(Records)
= = =

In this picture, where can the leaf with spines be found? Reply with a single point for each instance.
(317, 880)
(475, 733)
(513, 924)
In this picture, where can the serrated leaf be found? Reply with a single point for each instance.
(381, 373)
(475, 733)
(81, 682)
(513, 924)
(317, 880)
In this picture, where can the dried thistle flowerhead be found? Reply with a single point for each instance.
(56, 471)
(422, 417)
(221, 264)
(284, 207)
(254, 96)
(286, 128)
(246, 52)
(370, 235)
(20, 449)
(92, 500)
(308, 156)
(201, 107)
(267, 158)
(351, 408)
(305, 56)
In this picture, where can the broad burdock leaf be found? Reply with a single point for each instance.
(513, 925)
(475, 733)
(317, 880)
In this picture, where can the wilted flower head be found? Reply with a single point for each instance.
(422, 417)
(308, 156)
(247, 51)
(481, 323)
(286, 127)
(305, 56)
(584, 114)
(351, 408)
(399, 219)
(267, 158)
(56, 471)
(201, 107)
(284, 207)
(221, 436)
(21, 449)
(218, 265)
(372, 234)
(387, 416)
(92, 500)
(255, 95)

= = =

### INSTRUCTION
Format every one of the rows above as a numbered list, and leave out any blank lines.

### COMPLETE ANSWER
1. In this picture, where can the leaf with spines be found? Reply with a single point for each instance.
2. (317, 880)
3. (475, 733)
4. (513, 924)
5. In this picture, where can the serrated leaf be found? Reply with a single point for each instance.
6. (381, 373)
7. (475, 733)
8. (81, 682)
9. (513, 924)
10. (317, 880)
11. In this picture, where can the dried thistle flowerhead be found? Reply with a single point for each instance.
12. (56, 471)
13. (422, 417)
14. (221, 264)
15. (284, 207)
16. (254, 96)
17. (286, 128)
18. (246, 52)
19. (370, 235)
20. (20, 449)
21. (92, 500)
22. (308, 156)
23. (201, 107)
24. (267, 158)
25. (351, 408)
26. (305, 56)
27. In this picture, where can the broad burdock leaf be found? Reply with a single point for each instance.
28. (513, 925)
29. (475, 733)
30. (317, 880)
31. In this picture, where can the wilted flower head be found? Reply with a single point for each instance.
32. (422, 417)
33. (308, 156)
34. (247, 51)
35. (481, 323)
36. (286, 127)
37. (305, 56)
38. (584, 114)
39. (351, 408)
40. (399, 219)
41. (267, 158)
42. (56, 471)
43. (201, 107)
44. (284, 207)
45. (221, 436)
46. (21, 449)
47. (218, 265)
48. (372, 234)
49. (387, 416)
50. (92, 500)
51. (255, 95)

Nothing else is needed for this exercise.